===== Excerpted data

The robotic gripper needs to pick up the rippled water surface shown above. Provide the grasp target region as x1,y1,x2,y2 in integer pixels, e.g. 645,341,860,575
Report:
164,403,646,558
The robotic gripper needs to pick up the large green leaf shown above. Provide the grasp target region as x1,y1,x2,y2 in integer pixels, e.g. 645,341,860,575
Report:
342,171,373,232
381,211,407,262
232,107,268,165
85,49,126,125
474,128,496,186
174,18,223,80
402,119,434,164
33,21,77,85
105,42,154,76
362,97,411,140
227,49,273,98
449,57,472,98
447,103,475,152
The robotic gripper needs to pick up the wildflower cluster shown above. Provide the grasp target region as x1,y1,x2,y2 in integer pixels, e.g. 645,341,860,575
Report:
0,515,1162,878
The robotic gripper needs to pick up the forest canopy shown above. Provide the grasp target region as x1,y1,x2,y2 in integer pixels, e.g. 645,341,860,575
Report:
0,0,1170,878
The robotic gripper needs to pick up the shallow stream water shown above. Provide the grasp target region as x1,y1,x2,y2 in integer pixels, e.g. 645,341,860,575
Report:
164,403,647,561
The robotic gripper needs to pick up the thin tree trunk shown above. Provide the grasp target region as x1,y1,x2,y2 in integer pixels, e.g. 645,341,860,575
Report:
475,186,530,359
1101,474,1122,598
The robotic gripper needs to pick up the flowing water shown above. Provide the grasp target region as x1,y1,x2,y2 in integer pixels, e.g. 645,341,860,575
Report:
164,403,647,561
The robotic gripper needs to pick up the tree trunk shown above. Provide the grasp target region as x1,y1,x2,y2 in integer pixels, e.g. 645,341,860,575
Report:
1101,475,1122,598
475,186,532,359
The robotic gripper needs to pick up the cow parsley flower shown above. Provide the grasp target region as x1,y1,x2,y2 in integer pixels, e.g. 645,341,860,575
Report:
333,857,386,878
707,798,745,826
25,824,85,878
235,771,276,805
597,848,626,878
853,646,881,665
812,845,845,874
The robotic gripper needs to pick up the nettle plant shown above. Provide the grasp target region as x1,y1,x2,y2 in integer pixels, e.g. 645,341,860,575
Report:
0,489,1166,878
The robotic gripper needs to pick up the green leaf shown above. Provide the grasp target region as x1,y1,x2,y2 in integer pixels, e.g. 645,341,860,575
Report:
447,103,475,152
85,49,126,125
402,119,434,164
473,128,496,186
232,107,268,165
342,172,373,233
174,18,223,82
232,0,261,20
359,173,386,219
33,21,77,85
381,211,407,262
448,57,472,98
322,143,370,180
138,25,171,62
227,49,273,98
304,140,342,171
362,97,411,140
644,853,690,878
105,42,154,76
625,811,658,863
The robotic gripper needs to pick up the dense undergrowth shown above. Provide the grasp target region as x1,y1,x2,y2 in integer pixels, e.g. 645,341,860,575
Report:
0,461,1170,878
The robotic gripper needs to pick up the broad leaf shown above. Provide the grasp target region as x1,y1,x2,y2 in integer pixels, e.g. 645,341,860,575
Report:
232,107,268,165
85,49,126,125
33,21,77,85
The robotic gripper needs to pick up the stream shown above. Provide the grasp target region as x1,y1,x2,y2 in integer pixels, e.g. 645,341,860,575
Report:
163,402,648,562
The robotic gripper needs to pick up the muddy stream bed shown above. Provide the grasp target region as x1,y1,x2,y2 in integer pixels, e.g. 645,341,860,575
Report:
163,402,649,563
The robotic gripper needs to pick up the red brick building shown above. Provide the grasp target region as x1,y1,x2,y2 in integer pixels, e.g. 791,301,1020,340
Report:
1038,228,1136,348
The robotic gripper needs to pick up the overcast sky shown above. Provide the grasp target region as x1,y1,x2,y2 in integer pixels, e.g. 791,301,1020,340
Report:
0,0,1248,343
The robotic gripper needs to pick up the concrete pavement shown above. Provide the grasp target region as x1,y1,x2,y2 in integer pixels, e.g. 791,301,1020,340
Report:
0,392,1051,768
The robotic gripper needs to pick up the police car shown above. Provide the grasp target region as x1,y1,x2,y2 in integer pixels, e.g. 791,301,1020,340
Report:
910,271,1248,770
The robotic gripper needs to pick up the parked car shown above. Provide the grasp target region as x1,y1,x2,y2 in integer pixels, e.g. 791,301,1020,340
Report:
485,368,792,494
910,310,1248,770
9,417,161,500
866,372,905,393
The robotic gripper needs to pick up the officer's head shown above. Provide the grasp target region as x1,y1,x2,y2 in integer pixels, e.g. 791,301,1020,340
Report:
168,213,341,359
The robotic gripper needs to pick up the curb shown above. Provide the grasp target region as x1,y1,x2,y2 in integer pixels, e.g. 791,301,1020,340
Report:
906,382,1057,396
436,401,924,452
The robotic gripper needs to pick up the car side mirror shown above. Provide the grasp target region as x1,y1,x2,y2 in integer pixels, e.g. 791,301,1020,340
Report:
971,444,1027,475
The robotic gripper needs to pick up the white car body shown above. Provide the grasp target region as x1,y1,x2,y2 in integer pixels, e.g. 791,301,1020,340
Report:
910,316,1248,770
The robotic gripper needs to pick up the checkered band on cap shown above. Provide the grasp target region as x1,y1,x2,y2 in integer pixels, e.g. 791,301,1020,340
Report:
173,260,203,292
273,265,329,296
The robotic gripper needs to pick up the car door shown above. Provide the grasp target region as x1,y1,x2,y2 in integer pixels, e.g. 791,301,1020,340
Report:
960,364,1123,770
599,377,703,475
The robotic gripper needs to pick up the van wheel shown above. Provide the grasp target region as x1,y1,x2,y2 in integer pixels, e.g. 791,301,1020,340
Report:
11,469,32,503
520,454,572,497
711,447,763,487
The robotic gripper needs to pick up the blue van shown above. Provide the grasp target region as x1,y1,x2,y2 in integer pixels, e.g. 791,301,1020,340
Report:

==========

- **Brief**
Rewrite the stretch of material from the line containing "The robotic gripper needs to pick up the red" through the line containing "910,316,1248,770", keeping every line. Multiply each coordinate in the answers by 1.95 and round to whole numbers, halves up, but leave all other numbers unchanged.

- **Answer**
The robotic gripper needs to pick up the red brick building shown above. Provide the grasp target region as x1,y1,x2,y2 in integer pixels, e.g. 791,301,1020,340
Report:
2024,445,2215,679
The robotic gripper needs to pick up the overcast sky shown above. Provide the grasp target region as x1,y1,x2,y2 in integer pixels, e.g. 791,301,1020,340
Report:
0,0,2434,669
The robotic gripper needs to pick up the concrete pavement shown above. Provide the grasp target region as x1,y1,x2,y2 in integer pixels, e.g. 791,301,1020,340
Report:
0,764,2049,1498
The robotic gripper needs to pick up the police car shown above. Provide the grasp target region as x1,y1,x2,y2 in integer pixels, e.g. 791,301,1020,340
Report:
1775,528,2434,1502
The robotic gripper needs to pick up the parked car shown above. Provide the grasp target region as x1,y1,x2,y2 in integer pixels, e.g. 791,301,1020,340
Report:
946,718,1544,963
1775,605,2434,1502
18,813,314,975
1689,725,1765,766
The robotic gripper needs to pick up the officer's head shown above. Provide the grasp target region as x1,y1,x2,y2 in integer pixels, e.g. 791,301,1020,340
Report:
328,415,665,700
The robotic gripper needs to pick up the curb shown above. Provide the grasp target region as x1,y1,x2,y2 in integer pixels, e.g. 791,301,1020,340
Report:
1767,745,2061,772
850,782,1802,881
The robotic gripper needs to pick up the car side mirror shown above. Provide the grasp target region as x1,y1,x2,y2 in integer pixels, e.g. 791,301,1020,340
Report:
1893,866,2003,926
The robotic gripper needs to pick up the white car body shown above. Provide the grasp target region as x1,y1,x2,y2 in integer pixels, e.g. 791,301,1020,340
Report:
1775,616,2434,1502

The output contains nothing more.